> TEXTAUSZUG

......

Ein Ansporn für die neuen nigerianischen Juden waren zu Beginn auch gelegentliche Kontakte zu Israelis, die vorübergehend im Land arbeiteten, häufig im Bauwesen. Das Verhältnis zwischen der israelischen Botschaft in Abuja und der nigerianischen jüdischen Gemeinde ist hingegen ambivalent und hängt stark von der Aufgeschlossenheit des Botschafters ab. Während der eine offen für die Versuche der jüdischen Igbo ist, Kontakte zum Staat Israel herzustellen, ist ein anderer vielleicht auf der Hut: Weder das israelische Außen- noch das Innenministerium sind begeistert von der abwegigen Sorge, dass eine Million Igbo sich auf das „Rückkehrgesetz“ berufen, um israelische Einwanderer und Bürger zu werden. Nigerianer sind weltweit wegen Betrügereien, besonders mit E-Mails, in Verruf – die frommen Igbo-Juden leiden darunter, dass sie damit in Verbindung gebracht werden.

......

> AUFGABE 1
Schreiben Sie aus dem Textauszug über die jüdischen Igbo in Nigeria den Abschnitt ab, der mit „Ein Ansporn für“ beginnt und sich bis einschließlich „Verbindung gebracht werden.“ erstreckt.
> AUFGABE 2
Geben Sie die folgenden Datensätze vollständig wieder und tauschen Sie darin „tiled stage floor“ gegen „wooden stage floor“ aus, ohne sonst etwas zu verändern. Die Bilder lassen Sie in der Antwort weg.

......

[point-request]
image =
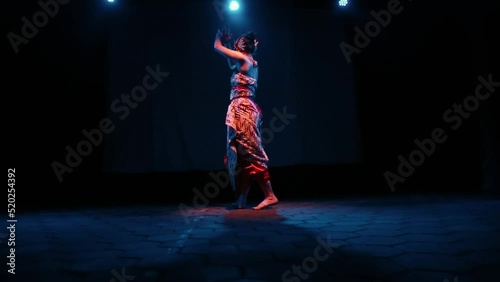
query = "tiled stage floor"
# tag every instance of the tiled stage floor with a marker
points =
(431, 238)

......

> LÖSUNG 1
Ein Ansporn für die neuen nigerianischen Juden waren zu Beginn auch gelegentliche Kontakte zu Israelis, die vorübergehend im Land arbeiteten, häufig im Bauwesen. Das Verhältnis zwischen der israelischen Botschaft in Abuja und der nigerianischen jüdischen Gemeinde ist hingegen ambivalent und hängt stark von der Aufgeschlossenheit des Botschafters ab. Während der eine offen für die Versuche der jüdischen Igbo ist, Kontakte zum Staat Israel herzustellen, ist ein anderer vielleicht auf der Hut: Weder das israelische Außen- noch das Innenministerium sind begeistert von der abwegigen Sorge, dass eine Million Igbo sich auf das „Rückkehrgesetz“ berufen, um israelische Einwanderer und Bürger zu werden. Nigerianer sind weltweit wegen Betrügereien, besonders mit E-Mails, in Verruf – die frommen Igbo-Juden leiden darunter, dass sie damit in Verbindung gebracht werden.

> LÖSUNG 2
[point-request]
image =
query = "wooden stage floor"
# tag every instance of the wooden stage floor with a marker
points =
(431, 238)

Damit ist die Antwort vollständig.